Copy the material below line for line, without changing a single character.

═══ Provided data

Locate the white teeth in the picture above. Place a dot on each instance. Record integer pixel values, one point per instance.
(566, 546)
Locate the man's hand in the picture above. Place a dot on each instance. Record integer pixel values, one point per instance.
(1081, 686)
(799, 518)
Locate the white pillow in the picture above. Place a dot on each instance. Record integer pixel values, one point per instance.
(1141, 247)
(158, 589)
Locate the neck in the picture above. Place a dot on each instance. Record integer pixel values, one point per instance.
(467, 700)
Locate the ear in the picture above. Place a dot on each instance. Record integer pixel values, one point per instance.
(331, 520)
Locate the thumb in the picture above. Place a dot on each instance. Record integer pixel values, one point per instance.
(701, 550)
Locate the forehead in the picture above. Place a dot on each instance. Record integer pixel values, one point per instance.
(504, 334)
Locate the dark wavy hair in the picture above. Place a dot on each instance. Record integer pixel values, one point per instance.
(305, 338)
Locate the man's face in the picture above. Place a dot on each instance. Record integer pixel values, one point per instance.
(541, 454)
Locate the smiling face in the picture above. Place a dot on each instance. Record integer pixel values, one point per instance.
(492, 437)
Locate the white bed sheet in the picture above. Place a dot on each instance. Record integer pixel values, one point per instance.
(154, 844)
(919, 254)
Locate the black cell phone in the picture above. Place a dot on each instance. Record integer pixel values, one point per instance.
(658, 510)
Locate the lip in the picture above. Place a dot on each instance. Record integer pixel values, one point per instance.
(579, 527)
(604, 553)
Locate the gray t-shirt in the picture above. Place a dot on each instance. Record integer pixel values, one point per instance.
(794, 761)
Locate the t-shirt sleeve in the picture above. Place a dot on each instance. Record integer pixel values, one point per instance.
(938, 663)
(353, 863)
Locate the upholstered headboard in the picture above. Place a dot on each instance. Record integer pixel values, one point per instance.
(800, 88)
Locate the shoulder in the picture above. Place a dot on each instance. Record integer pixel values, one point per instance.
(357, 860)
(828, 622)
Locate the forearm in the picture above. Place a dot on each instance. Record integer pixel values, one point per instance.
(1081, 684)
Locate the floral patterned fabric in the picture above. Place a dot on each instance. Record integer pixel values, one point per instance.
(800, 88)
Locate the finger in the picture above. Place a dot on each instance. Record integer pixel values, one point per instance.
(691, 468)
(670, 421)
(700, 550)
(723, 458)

══════

Solution to this exercise >>
Locate the white teeth in the picture above. Place a dot on each instance. Record integer pixel values, one point per instance.
(566, 546)
Locate the man's hand in the picture above. Place a dot on each instance. Record integer pixel values, one point per instance.
(1081, 686)
(799, 518)
Locate the white pillow in the picture above. Place a dot on each instance. Record integer pixel values, one point per instance.
(1141, 247)
(158, 589)
Locate the neck in the picture above. Place a dot on each instance. Record integer pixel values, one point per instance.
(467, 700)
Locate the ear in the picture above. Place a dot on each instance. Record integer pixel values, one point per instance.
(331, 520)
Locate the thumb in the picture above. Place a dot on each instance. Record integer pixel values, one point per instance.
(701, 550)
Locate the forehead in the picture above. Place a dot on each instance. Record integer pixel values, one point per instance.
(504, 334)
Locate the dark wavy hair in the picture above. Place a dot on each instance. Record integer pixel values, one point per instance.
(305, 338)
Locate the man's face in the picture above. Place a dot on each instance. Record integer pixel values, one point per instance.
(541, 454)
Locate the smiling face in the picture above. Place a dot on each instance. Record integer pixel values, one point per instance.
(492, 437)
Locate the white bed sheet in the picture above. Place a dot on each instance. Record integer pixel values, one point per instance.
(154, 844)
(919, 254)
Locate the black cell phone in the picture above. Place a dot on each instance. Record integer pixel values, one point per instance.
(658, 510)
Locate the lip in the picture above. Place a dot on each instance. Record integer pixel values, one point per instance.
(579, 527)
(604, 553)
Locate the gray t-shirt in the picture above. Place a dot on each instance. Record integer pixel values, one point per instance.
(794, 761)
Locate the t-shirt sleeve in the picture above. Place a dot on each instance. Record integer pixel values, one point per instance.
(938, 663)
(353, 863)
Locate the upholstered headboard in the picture above. Place a dot on each instance. Record integer pixel values, one point per instance.
(800, 88)
Locate the shoulder in the picture above. Place a dot on each instance. Record integer pixel values, one point per instance.
(357, 860)
(828, 622)
Locate the forearm in the picture above. Place a dot on each instance. Record integer pixel values, one point per instance.
(1081, 684)
Locate the floral patterned fabric in the picture above. Place a dot on each instance. Record integer pixel values, one point per instance.
(800, 88)
Locate the finger in the picture above. Place a dot on each instance. Record integer pixel values, one point per instance.
(691, 468)
(670, 421)
(700, 550)
(723, 458)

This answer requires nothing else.